# Exercise materials

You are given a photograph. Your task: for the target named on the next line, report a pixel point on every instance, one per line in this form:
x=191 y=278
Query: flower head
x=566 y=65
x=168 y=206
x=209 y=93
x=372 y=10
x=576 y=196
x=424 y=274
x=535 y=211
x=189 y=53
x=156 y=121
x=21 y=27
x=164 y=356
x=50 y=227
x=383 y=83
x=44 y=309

# Activity
Set down every entry again, word for word.

# Answer to this problem
You are given a photograph. Your task: for the target named on the next line, report a pixel point on every instance, one per line in this form:
x=191 y=278
Query: flower head
x=566 y=65
x=168 y=206
x=209 y=93
x=372 y=10
x=576 y=196
x=424 y=274
x=535 y=211
x=189 y=53
x=156 y=121
x=21 y=27
x=164 y=356
x=50 y=227
x=383 y=83
x=44 y=309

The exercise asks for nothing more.